▶ Problem description
Set down, without alteration, the lines from the one that contains "Every instance of the adult" through the final line of the material below.

▶ Provided data
[start]

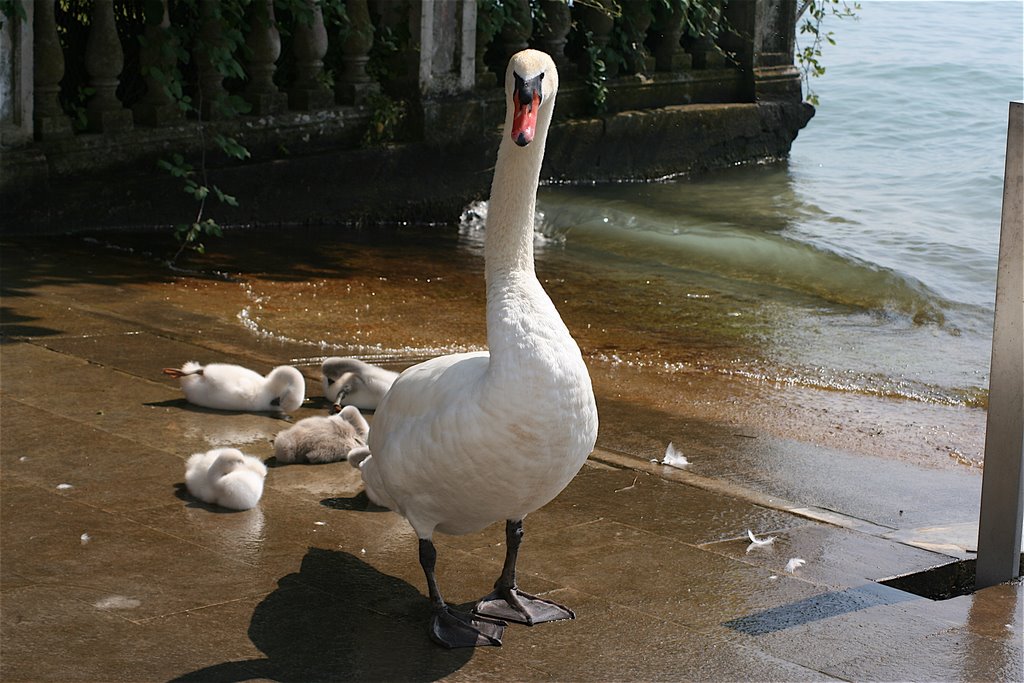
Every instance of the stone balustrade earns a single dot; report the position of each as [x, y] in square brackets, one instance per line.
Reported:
[347, 108]
[450, 46]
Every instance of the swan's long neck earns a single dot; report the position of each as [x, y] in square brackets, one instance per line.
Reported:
[508, 245]
[519, 312]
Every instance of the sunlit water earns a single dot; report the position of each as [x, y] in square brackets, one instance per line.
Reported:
[844, 296]
[866, 263]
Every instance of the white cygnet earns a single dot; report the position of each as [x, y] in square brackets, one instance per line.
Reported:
[226, 477]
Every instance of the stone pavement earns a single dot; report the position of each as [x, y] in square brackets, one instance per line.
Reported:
[111, 572]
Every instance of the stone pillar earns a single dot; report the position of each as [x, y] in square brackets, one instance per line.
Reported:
[552, 34]
[50, 120]
[775, 76]
[669, 53]
[599, 23]
[103, 61]
[515, 34]
[16, 87]
[354, 85]
[157, 107]
[263, 42]
[443, 26]
[705, 51]
[309, 45]
[635, 20]
[486, 28]
[211, 82]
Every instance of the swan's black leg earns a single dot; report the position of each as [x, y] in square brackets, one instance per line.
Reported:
[449, 627]
[507, 601]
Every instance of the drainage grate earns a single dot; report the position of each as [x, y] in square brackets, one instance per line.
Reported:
[941, 583]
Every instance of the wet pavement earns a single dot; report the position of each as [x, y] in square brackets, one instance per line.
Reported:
[110, 571]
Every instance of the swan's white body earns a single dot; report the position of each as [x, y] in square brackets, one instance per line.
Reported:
[352, 382]
[322, 439]
[228, 387]
[465, 440]
[226, 477]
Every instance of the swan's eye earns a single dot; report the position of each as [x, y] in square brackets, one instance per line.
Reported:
[526, 91]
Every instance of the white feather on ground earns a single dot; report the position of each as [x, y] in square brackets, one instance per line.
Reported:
[758, 543]
[322, 439]
[673, 458]
[226, 477]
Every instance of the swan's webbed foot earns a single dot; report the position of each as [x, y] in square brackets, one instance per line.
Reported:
[514, 605]
[454, 629]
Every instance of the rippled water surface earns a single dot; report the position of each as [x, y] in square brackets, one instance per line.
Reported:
[843, 297]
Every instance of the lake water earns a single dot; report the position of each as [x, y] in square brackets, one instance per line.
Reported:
[841, 300]
[867, 262]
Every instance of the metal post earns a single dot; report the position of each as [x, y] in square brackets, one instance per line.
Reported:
[1003, 481]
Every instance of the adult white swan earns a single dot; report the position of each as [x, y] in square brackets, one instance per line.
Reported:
[465, 440]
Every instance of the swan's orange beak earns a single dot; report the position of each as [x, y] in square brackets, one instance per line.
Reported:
[525, 101]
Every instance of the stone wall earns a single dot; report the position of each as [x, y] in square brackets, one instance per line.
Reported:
[682, 104]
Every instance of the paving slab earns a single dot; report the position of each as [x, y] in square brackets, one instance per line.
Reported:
[111, 571]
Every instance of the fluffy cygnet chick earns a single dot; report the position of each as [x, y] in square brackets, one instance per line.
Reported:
[322, 439]
[228, 387]
[226, 477]
[352, 382]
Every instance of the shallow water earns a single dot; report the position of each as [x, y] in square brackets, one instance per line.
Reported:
[843, 298]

[end]

▶ Exercise result
Every instance of the adult white swan earns a single dot; report the position of each as [x, y] in square brackets, one instance per line.
Reported:
[465, 440]
Every instance of the swan's orange beak earns a single dot; report the position of each as [x, y] in square brackets, one instance per line.
Reported:
[525, 101]
Every instance of the stone wall earns a single dot; report the position of each as [x, y] in square brackets, one instance per line.
Reported:
[682, 104]
Every instance of the paving slab earns a single dot; report the position of each as [x, y] in square brackets, one instance per line.
Reported:
[111, 571]
Every instance of the fluffy cygnet chick earns a single dot; report the position of each as [x, y] in square brackets, one instance per line.
Reported:
[322, 439]
[228, 387]
[226, 477]
[352, 382]
Every instance of the shallow water earns a single dot; report the position of each as [x, y] in square brackets, one instance per line.
Reported:
[843, 298]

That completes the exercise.